-- BEGIN Document text --

Post by aukepalmhof » Fri May 25, 2012 9:38 pm

Built as a passenger vessel under yard No 1261 by William Denny & Bross, Dumbarton, Scotland for the Southern Railways Co., London.
21 October 1932 ordered, she was replacement for the VERA.
23 December 1932 keel laid down.
12 April 1933 launched as the BRITTANY.
Tonnage 1,445 grt, 554 net, 325 dwt. Dim. 79.25 x 11.92 x 4.27m. (draught).
Powered by four steam turbines manufactured by Denny & Bross, 2,800 shp. twin screws, speed 16.5 knots.
Passenger accommodation for 850 passengers, first class 500. Sleeping berths for 62 passengers.
Could carry 40 cars and 2 trucks.
09 June 1933 delivered to owners.

18 June 1933 she arrived for the first time in Jersey, her route was primarily to and from St Malo but also used for excursions to most of the other Channel Islands, Granville and Cherbourg. For the following few years the railway shipping companies enjoyed a prosperous time as travelling to and from France became the fashionable thing to do.
Tourism was beginning to show signs of the success it would become in the future. The railway shipping companies then saw the onslaught of air travel as a potential problem to their popularity, so many of then sought to join forces with an airline company to minimize their loss and move with the times.
During the winter season was she mostly laid up in Boulogne.

In August 1939 she was making four trips a week between Jersey and St Malo and although war had been declared she continued running until the end of December.
Following a short stunt in the service between Folkestone and Boulogne she took part in the evacuation of the Allied troops from France.
29 May 1940 sailed for the first time in “Operation Cycle” to evacuate troops from Dunkirk. From 15 till 25 June took part in “Operation Aerial” the evacuation from troops and people from the French and British Channel Islands to England.
24 June 1940 laid up.
14 September 1940 requisitioned by the Royal Navy and fitted out at Southampton as a netlayer.
Armament 4 – 20mm guns.
23 December 1940 commissioned as HMS BRITTANY.
24 January 1941 she left Southampton for Portsmouth and then to Rosyth.
During the voyage to Rosyth she was attacked by two enemy airplanes off North Foreland, her decks were swept by machine gun fire and four bombs were dropt which exploded near the port side.

-- END Document text --
-- BEGIN Data extract --

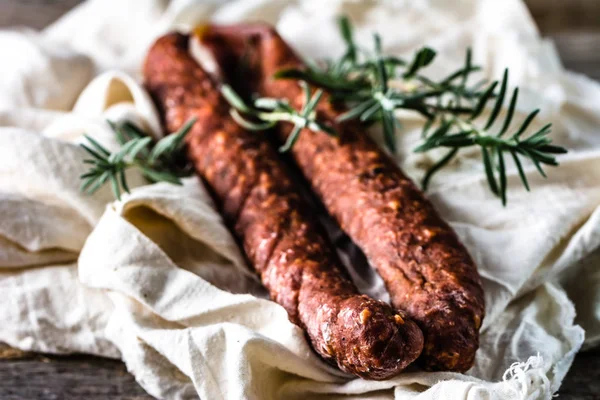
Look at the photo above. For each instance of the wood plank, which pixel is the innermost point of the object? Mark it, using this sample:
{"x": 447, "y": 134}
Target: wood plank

-- END Data extract --

> Problem description
According to the ship history, on what date was the BRITTANY launched? This material has nothing to do with the ship history above it.

> Answer to this problem
12 April 1933